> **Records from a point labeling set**

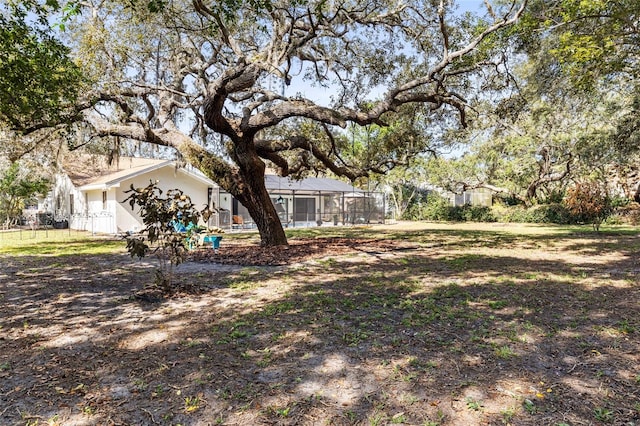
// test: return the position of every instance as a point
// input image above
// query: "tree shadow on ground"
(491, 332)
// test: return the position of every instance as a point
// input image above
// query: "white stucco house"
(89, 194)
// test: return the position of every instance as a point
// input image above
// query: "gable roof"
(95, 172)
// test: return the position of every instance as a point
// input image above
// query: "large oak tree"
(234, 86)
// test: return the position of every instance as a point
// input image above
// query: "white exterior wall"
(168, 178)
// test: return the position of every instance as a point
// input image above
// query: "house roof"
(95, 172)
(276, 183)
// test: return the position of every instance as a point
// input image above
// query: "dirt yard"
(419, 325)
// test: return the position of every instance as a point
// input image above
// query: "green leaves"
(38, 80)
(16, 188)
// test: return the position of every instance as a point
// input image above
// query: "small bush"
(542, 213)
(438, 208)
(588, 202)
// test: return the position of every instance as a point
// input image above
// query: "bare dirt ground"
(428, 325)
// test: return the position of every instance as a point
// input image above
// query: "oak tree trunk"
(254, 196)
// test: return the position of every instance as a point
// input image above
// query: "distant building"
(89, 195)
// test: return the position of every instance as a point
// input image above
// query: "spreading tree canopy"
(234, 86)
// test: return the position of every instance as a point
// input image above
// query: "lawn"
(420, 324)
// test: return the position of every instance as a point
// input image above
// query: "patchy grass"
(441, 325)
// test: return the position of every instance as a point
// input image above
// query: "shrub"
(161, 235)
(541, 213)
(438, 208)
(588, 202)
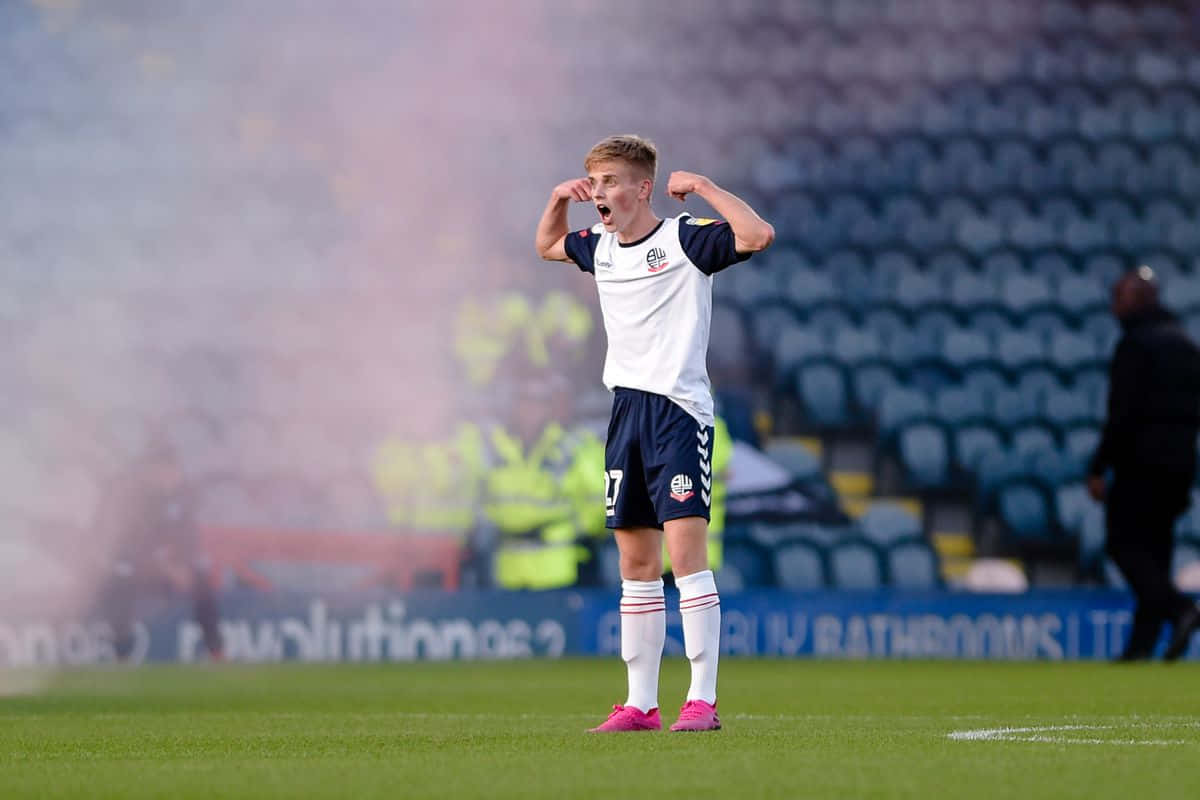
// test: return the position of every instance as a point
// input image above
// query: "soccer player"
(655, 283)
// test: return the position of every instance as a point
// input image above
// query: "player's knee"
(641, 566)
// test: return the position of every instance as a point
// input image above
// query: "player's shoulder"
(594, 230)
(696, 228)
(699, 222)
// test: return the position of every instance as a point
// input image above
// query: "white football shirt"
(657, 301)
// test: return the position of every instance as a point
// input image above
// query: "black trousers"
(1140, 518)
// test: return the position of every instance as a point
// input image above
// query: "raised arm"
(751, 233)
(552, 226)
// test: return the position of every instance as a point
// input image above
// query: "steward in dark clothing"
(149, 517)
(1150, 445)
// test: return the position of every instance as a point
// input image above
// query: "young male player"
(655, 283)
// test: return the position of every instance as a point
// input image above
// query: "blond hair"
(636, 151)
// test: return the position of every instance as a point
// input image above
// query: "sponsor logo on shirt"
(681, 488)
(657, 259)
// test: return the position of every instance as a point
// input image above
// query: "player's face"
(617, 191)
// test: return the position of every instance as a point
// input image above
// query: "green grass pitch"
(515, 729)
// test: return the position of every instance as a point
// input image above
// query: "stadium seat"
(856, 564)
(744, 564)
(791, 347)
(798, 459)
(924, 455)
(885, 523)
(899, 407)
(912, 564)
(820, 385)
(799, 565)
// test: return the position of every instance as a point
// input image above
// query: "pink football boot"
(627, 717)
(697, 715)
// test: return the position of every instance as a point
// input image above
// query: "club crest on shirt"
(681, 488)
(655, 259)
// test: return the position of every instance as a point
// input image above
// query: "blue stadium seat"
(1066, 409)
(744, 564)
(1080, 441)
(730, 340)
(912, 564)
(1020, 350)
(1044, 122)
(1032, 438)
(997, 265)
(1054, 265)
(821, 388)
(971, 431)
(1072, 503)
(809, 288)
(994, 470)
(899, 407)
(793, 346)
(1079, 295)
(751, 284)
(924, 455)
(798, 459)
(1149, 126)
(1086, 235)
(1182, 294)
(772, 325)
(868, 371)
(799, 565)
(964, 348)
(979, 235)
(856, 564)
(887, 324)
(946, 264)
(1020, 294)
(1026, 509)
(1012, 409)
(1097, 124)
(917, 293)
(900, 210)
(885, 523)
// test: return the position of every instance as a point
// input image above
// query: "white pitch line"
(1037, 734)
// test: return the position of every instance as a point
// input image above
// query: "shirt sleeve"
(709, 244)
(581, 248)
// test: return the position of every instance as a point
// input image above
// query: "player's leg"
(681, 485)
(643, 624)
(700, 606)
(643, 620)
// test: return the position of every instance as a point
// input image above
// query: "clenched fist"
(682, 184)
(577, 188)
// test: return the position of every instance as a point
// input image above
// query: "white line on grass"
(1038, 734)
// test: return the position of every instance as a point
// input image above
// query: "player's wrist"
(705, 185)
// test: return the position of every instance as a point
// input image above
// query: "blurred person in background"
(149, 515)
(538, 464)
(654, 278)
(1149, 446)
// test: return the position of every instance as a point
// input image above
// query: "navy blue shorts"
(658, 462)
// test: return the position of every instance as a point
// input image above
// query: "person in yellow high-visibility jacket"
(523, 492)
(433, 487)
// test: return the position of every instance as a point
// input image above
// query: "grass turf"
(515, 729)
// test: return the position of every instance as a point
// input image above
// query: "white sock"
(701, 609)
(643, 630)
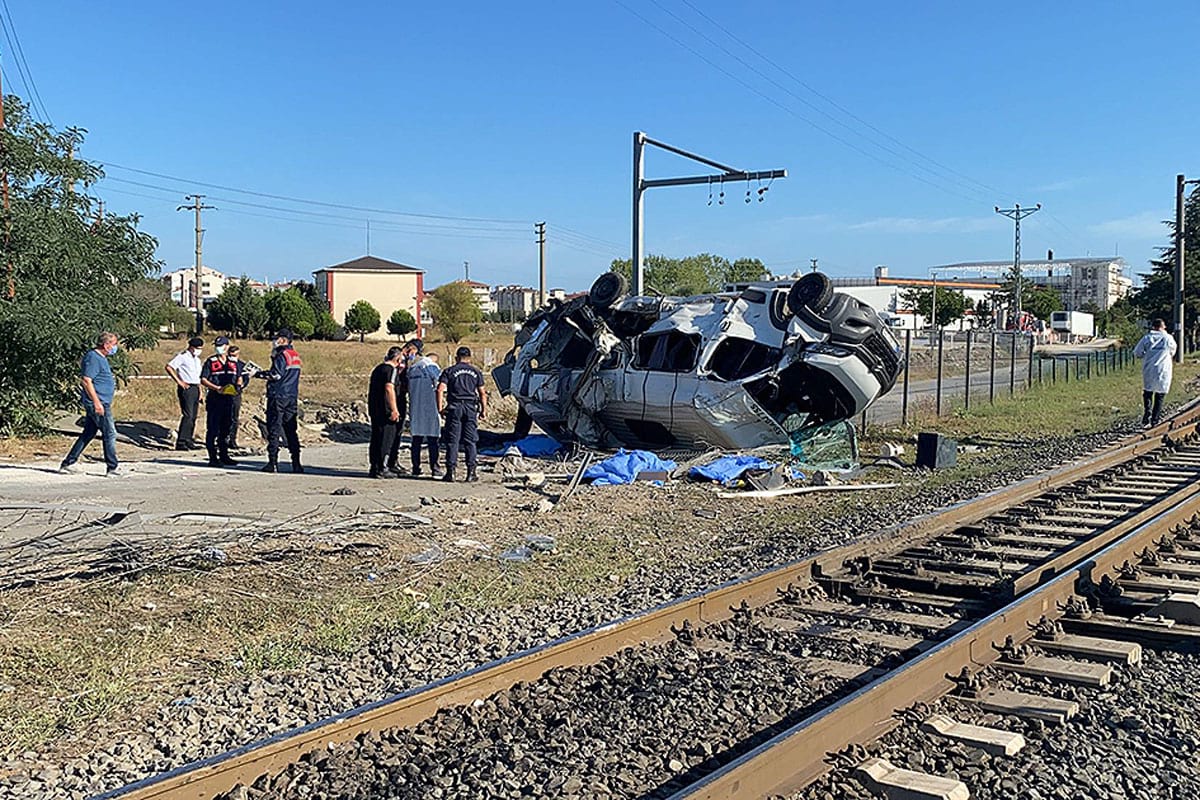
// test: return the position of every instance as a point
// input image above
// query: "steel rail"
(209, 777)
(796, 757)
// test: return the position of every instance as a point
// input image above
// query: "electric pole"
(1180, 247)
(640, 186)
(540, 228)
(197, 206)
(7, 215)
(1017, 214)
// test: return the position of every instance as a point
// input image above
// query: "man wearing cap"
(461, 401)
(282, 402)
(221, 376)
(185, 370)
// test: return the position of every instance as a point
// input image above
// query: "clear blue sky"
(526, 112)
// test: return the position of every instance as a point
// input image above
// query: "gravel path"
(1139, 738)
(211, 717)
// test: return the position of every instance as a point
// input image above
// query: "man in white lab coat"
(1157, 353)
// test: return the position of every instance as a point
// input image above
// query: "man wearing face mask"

> **PROBLEM TO WORK ON**
Reproduce the data above in full, exactly as it is, with the pictures left out.

> **ANSWER TO THIS EXERCISE**
// test: return the position of every instance as a point
// input image above
// query: "tree shadow on ground"
(491, 332)
// test: return the position of every instance as a point
// input image above
// query: "white stucco house"
(89, 194)
// test: return the position of every instance as a point
// input image above
// query: "gable roof"
(95, 172)
// test: return the position of every instance as a point
// input image above
// query: "large oak tree"
(234, 86)
// test: return the position of every instance as a point
// input image above
// query: "white exterior wall"
(168, 178)
// test: return the position of every instance as a point
// input image above
// query: "house roof"
(95, 172)
(276, 183)
// test: return the position of every instance as a point
// input image above
// query: "dirt yard"
(419, 325)
// test: return the position of every instance as a point
// input image above
// query: "green leaves"
(38, 80)
(16, 188)
// test: return the position of every instance as a point
// input image above
// query: "small bush"
(542, 213)
(438, 208)
(588, 202)
// test: return the position of every instance as a point
// input image above
// query: "bare dirt ground"
(428, 325)
// test: return the position of every instance as a point
// input image above
// query: "oak tree trunk"
(254, 196)
// test: return the position of every instance as a point
// input image above
// query: "distant building"
(89, 195)
// test: return the position of every instance as a point
// input image above
// query: "spreading tree canopy"
(234, 86)
// test: return the position of every instance as a point
// input image above
// query: "lawn"
(420, 324)
// test: return the position of every instance as a point
// input image above
// query: "patchy grass"
(441, 325)
// test: return the position of every instance as a point
// input image above
// query: "shrub"
(161, 235)
(541, 213)
(438, 208)
(588, 202)
// test: return the position of every instance as a point
// input image above
// query: "soccer player"
(655, 283)
// test: return the position of every instance as a point
// input image above
// query: "player's knee"
(641, 566)
// test: return the position of every instance as a point
// input image above
// query: "player's shoulder"
(594, 230)
(696, 228)
(699, 222)
// test: return the position of every instance as a point
// input image above
// query: "white football shirt"
(657, 301)
// test: return the position of every instance as a point
// input image above
// query: "black trousers"
(1140, 518)
// test: return the position of every instance as a point
// input image above
// query: "raised arm"
(751, 233)
(552, 226)
// test: return the position of every instance as a point
// input image above
// query: "steward in dark clothing"
(149, 517)
(1150, 445)
// test: return the position of every instance as a point
// input image above
// query: "young male player"
(655, 283)
// test: return the position of every instance as a point
// input image above
// query: "blond hair"
(636, 151)
// test: return the position of every instance as a point
// input image above
// query: "sponsor logo on shirt"
(681, 488)
(657, 259)
// test: return the position of every instance as a point
// input image above
// query: "player's face"
(617, 191)
// test: return the position of every instance as a point
// input image above
// query: "green grass pitch"
(515, 729)
// test: return the position of every instance as a point
// input image above
// query: "stadium seat"
(856, 564)
(744, 564)
(791, 347)
(798, 459)
(924, 455)
(885, 523)
(899, 407)
(912, 564)
(820, 385)
(799, 565)
// test: return the position of every instance as a point
// input image above
// query: "pink football boot"
(627, 717)
(697, 715)
// test: return the position of every instance as a point
// input image above
// query: "club crest on shirt"
(681, 488)
(655, 259)
// test: return the position of every instance as a point
// input image above
// query: "blue stadium seat"
(1066, 409)
(744, 564)
(1080, 441)
(730, 340)
(912, 564)
(1020, 350)
(1044, 122)
(1032, 438)
(997, 265)
(1054, 265)
(821, 388)
(971, 431)
(1072, 503)
(809, 288)
(994, 470)
(899, 407)
(793, 346)
(1079, 295)
(751, 284)
(924, 455)
(798, 459)
(1149, 126)
(1086, 235)
(1182, 294)
(772, 325)
(868, 371)
(799, 565)
(964, 348)
(979, 235)
(856, 564)
(887, 324)
(946, 264)
(1020, 294)
(1026, 509)
(1012, 409)
(1097, 124)
(917, 293)
(900, 210)
(885, 523)
// test: return the position of every instance as a point
// input image above
// query: "white pitch line"
(1037, 734)
// test: return the position of every instance as a point
// input image above
// query: "shirt sleeve"
(709, 244)
(581, 248)
// test: return the position of every instance as a point
// input image above
// query: "player's leg"
(681, 485)
(643, 624)
(700, 606)
(643, 620)
// test: return the position of every instance as a point
// input image above
// query: "clenched fist"
(682, 184)
(577, 188)
// test: return the position of every instance as a point
// input image above
// query: "white line on grass"
(1038, 734)
// test: return the position of every instance as a point
// input image above
// query: "player's wrist"
(705, 185)
// test: return the position of every instance as a point
// input image above
// query: "blurred person in background"
(149, 515)
(538, 464)
(654, 278)
(1149, 446)
// test: return the position of every instance as a point
// input image above
// query: "navy blue shorts"
(658, 462)
// test: return the position of every instance as a point
// input image above
// query: "person in yellow high-visibility jacket"
(523, 492)
(433, 487)
// test: return the position of every instance as a point
// input image above
// query: "grass turf"
(515, 729)
// test: return the position of every instance as a point
// input image above
// query: "white sock"
(701, 609)
(643, 630)
// test: return the position of every instance as a point
// input image above
// query: "steel rail"
(209, 777)
(796, 757)
// test: return the position of every instance as a point
// input image above
// query: "electric pole"
(1180, 247)
(640, 186)
(540, 228)
(197, 206)
(7, 215)
(1017, 214)
// test: return the position of every instance as a point
// input image above
// query: "man wearing cap"
(461, 401)
(282, 402)
(221, 376)
(185, 370)
// test: return the position of every instance as a point
// input image above
// query: "clear blue sky"
(526, 112)
// test: return the position of every instance as a point
// input image above
// query: "gravel path"
(1139, 738)
(211, 717)
// test: return the position of every instance as a point
// input image above
// query: "man in white lab coat"
(1157, 353)
// test: return the position of every instance as a point
// input image above
// query: "man wearing face mask"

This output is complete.